Coursera’s chief product officer just left to become a VC

Tom Willerer, who has spent the last four years with the online education company Coursera — the last two as its chief product officer — is moving on from the outfit to become a venture capitalist.

Specifically, Willerer is joining Venrock, a venture firm founded nearly 50 years ago to build off the successful investing activities of the Rockefeller family.

Venrock, which has offices in Palo Alto, New York and Boston, has become best known as a healthcare firm. That owes largely to the success of longtime partner Bryan Roberts, who co-founded and incubated publicly traded Castlight Health. Roberts also led the Series A round of publicly traded Illumina, which is now the world’s largest maker of DNA sequencing machines, among other smart moves during his 20 years with the firm.

But Venrock’s partners — and it has seven now with Willerer — also back consumer-facing companies. Among its biggest wins: partner David Pakman led the Series A and B rounds for Dollar Shave Club, the men’s grooming products company that sold to Unilever last year for $1 billion. It’s that consumer practice that Willerer — who also logged nearly six years as vice president for product management at Netflix — will be helping.

First, he says, he plans to learns the ropes. “I’ve done a few opportunistic angel investments and advised a couple of startups,” Willerer tells us. “Some have reached out to me, and I’ve clicked with the founders.”

To get a better handle on his new career, Willerer is already soliciting advice near and far about his transition into venture capital, and he suggests the best advice he has received is to “talk with a lot of people, get as smart as I can, try to be very methodical about evaluating companies and products and markets, then rely on my partners — who’ve been doing this much longer than I have — to give good feedback on what I’m looking at doing.”

Willerer isn’t the first Coursera executive to leave the five-year-old outfit to become a venture capitalist. The company’s co-founder, Andrew Ng, who went on to spend several years as the chief scientist at Baidu, is creating his own venture firm, as we reported in August.

According to an SEC filing, Ng is looking to raise upwards of $150 million. It will target artificial intelligence-related opportunities.

Using the information -
(1) Summarize the article about Tom Willerer in two sentences.
(2) Answer these questions from the article about Tom Willerer:
(a) How long was Willerer vice president for product management at Netflix?
(b) To which company did Dollar Shave Club sell last year, and for how much?
(c) According to an SEC filing, how much is Andrew Ng looking to raise?
(3) Copy the article about Tom Willerer word for word, from "Tom Willerer, who" to "the Rockefeller family.".
The rows that follow are separate material and are unrelated to the article.

Data under study -

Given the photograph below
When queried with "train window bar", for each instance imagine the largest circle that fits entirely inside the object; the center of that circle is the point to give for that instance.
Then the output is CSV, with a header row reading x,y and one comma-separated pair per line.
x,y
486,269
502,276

...

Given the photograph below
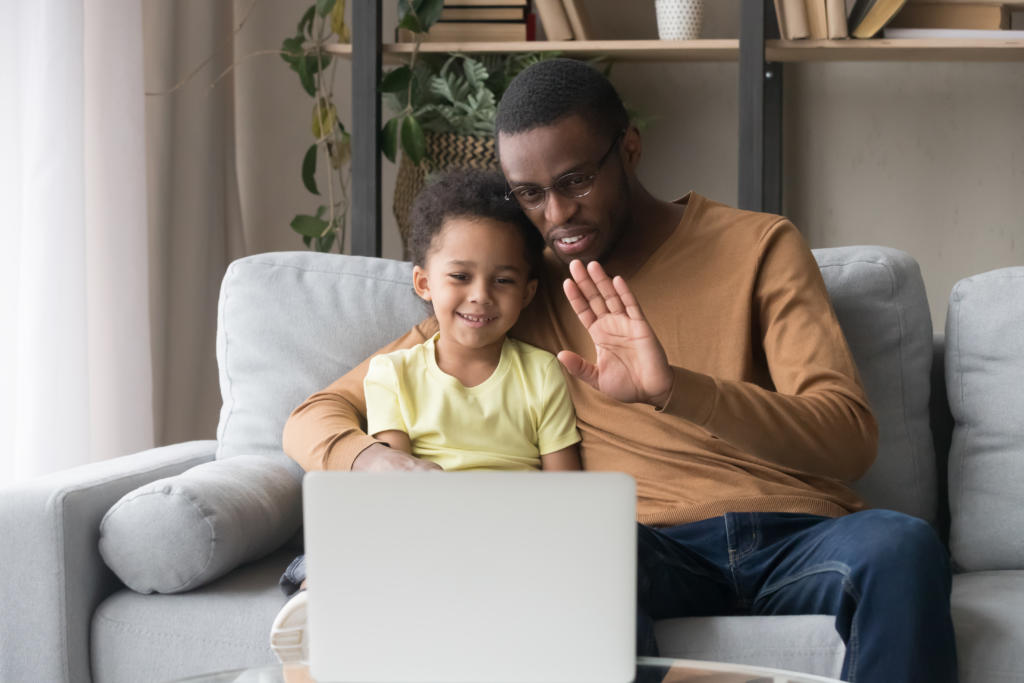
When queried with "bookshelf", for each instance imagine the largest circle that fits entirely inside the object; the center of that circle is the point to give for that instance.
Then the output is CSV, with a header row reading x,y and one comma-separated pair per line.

Responses by task -
(1) Tom Willerer, who spent four years at Coursera, the last two as its chief product officer, is leaving to join Venrock as a venture capitalist and will help with the firm's consumer practice. He plans first to learn the ropes by talking with many people and relying on his partners for feedback, and he follows Coursera co-founder Andrew Ng, who is creating his own venture firm.

(2)
(a) Nearly six years.
(b) Unilever, for $1 billion.
(c) Upwards of $150 million.

(3)
Tom Willerer, who has spent the last four years with the online education company Coursera — the last two as its chief product officer — is moving on from the outfit to become a venture capitalist.

Specifically, Willerer is joining Venrock, a venture firm founded nearly 50 years ago to build off the successful investing activities of the Rockefeller family.